Задание 1:
Переведите на английский язык предложение из фрагмента об английском романе: «Отцом просветительского реалистического романа по праву считается Даниель Дефо».

- - - -

АНГЛИЙСКИЙ РОМАН ЗРЕЛОГО ПРОСВЕЩЕНИИ
Период зрелого Просвещения в Англии, охватывающий 40 - 50-е годы XVIII в., отмечен бурным расцветом просветительского реалистического романа. Драма, памфлет, эссе и другие жанры, популярные на раннепросветительском этапе, продолжают играть видную роль в культурной жизни страны, но перестают быть ведущими. Роман завоевывает господствующие позиции в английской литературе и служит действенным средством пропаганды и популяризации просветительских идей.
Важнейшей предпосылкой становления романа как подлинного эпоса нового времени послужили те сдвиги в экономической, политической и культурной жизни Западной Европы, которые были связаны с процессом распада феодальных и утверждения новых буржуазных отношений. Не случайно именно Англия, раньше других европейских стран вступившая на путь буржуазного развития, дала миру первые блестящие образцы нового жанра.
Преемственно связанный с традициями плутовского романа, "Дон Кихота" Сервантеса и повествовательной прозы XVII в., роман эпохи Просвещения вместе с тем и в идейном, и в художественном отношении существенно от них отличается. Осваивая опыт драматических, публицистических и документальных жанров, он обращается к изучению повседневной частной жизни в ее многообразных проявлениях, вводит в литературу нового героя из буржуазно-демократических слоев общества, ставит и решает новые, актуальные для своего времени философские, социальные и этические проблемы.
Отцом просветительского реалистического романа по праву считается Даниель Дефо. Его преемниками на этапе зрелого Просвещения становятся Ричардсон, Филдинг и Смоллетт. Они стоят, по существу, у истоков двух чрезвычайно важных линий в развитии европейского "эпоса частной жизни". Эпистолярные романы Ричардсона, исследующие душевный мир личности, знаменуют собой рождение жанра психологического романа; "комический эпос в прозе" Филдинга и сатирические полотна Смоллетта, использующие сюжетную схему "странствований" героя и опирающиеся на традиции Сервантеса, прокладывают путь жанру так называемого "романа большой дороги".
Начало зрелого Просвещения в Англии связано с творчеством Сэмюэла Ричардсона (Samuel Richardson, 1689 - 1761), ровесника "Славной бескровной революции", воплотившего в своих произведениях выдвинутые ею демократические идеалы. Жизнь Ричардсона была небогата событиями: сын столяра из Дербишира, он по окончании школы приехал в Лондон, нанялся на работу в одну из типографий, где и трудился до конца своих дней, пройдя долгий и нелегкий путь от подмастерья до владельца предприятия и главы издательской гильдии.
Свой первый роман - "Памела, или Вознагражденная добродетель" Ричардсон начал писать, когда ему было уже пятьдесят лет. Первые два тома книги увидели свет в 1740 г., вторая часть, также состоящая из двух томов, появилась год спустя. Сюжет романа составляет назидательная история юной Памелы Эндрюс, на целомудрие которой покушается сын ее покойной госпожи и покровительницы мистер В.; ради достижения своей гнусной цели он пускает в ход ложь, клевету, угрозы и подкуп, пока наконец нравственная чистота Памелы, ее ум и кротость не пленяют сквайра настолько, что, презрев сословные преграды, он предлагает своей служанке стать его законной женой.

- - - -

Задание 2:
Выпишите из списка ниже все строки, содержащие слово "green". Регистр букв имеет значение.

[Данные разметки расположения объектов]
- - - -

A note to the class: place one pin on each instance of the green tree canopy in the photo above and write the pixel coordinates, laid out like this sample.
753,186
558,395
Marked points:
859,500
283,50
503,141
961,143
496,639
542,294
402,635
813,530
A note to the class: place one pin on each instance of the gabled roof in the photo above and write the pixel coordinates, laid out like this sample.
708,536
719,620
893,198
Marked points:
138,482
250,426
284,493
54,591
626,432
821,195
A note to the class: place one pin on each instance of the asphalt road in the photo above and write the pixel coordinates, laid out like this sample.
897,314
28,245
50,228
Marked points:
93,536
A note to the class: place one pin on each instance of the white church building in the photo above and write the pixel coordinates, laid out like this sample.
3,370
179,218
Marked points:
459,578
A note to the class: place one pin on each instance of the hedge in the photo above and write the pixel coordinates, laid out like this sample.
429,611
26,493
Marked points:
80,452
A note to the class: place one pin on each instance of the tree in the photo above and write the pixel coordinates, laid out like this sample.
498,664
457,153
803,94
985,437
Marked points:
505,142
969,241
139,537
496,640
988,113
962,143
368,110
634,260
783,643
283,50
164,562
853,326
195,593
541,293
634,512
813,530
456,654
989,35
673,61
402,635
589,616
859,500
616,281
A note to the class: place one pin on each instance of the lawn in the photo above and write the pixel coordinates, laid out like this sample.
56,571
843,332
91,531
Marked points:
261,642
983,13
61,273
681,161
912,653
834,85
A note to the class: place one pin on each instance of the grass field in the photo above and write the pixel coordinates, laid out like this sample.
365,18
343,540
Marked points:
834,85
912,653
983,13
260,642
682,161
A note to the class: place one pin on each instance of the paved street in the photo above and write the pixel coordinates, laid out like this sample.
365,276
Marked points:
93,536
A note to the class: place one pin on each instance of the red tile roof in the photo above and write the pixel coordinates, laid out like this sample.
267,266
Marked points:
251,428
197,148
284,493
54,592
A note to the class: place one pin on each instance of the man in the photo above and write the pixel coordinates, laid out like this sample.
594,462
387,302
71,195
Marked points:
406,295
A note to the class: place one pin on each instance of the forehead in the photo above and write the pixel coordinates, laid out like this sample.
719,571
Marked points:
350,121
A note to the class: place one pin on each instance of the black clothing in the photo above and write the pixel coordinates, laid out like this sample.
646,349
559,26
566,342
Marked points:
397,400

- - - -

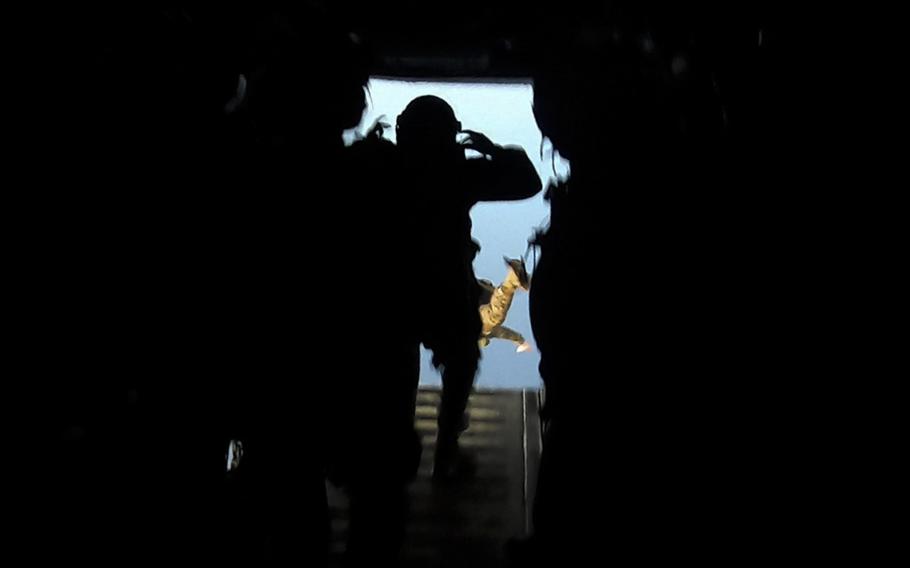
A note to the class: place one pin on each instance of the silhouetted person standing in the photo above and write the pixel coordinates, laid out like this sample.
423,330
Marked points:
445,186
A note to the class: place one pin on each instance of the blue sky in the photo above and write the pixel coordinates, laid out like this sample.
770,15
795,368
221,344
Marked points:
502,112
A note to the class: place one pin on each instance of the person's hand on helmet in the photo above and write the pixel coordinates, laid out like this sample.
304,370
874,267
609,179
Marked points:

- - - -

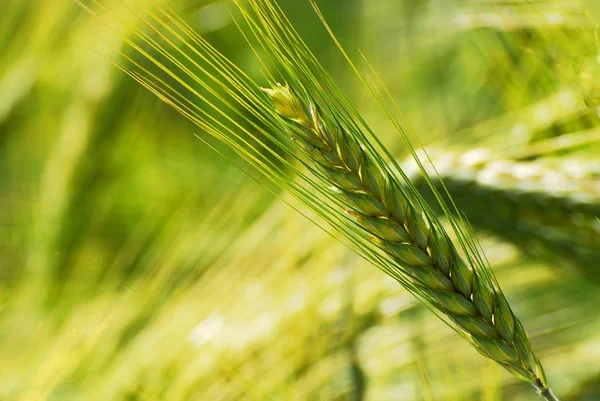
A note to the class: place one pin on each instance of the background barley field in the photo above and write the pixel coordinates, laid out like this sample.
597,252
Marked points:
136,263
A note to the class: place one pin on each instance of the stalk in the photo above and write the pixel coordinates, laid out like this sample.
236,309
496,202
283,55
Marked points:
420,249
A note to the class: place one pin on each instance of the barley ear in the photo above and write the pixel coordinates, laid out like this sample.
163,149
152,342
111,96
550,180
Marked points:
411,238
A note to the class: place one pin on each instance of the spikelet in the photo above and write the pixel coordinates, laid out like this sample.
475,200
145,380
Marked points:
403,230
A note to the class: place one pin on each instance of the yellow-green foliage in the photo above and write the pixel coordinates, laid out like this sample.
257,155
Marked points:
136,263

- - - -

Ответ 1:
Daniel Defoe is rightly considered the father of the Enlightenment realist novel.

Ответ 2:
A note to the class: place one pin on each instance of the green tree canopy in the photo above and write the pixel coordinates, laid out like this sample.
A note to the class: place one pin on each instance of the yellow-green foliage in the photo above and write the pixel coordinates, laid out like this sample.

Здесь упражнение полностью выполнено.